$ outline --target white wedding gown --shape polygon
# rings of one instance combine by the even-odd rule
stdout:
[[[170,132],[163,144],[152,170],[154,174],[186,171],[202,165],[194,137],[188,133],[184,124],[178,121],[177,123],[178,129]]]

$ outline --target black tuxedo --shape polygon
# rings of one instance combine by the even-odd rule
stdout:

> **Goal of the exercise**: Count the lines in the entries above that contain the string "outline", treating uppercase and lowercase as different. Reply with the number only.

> **Result of this exercise**: 2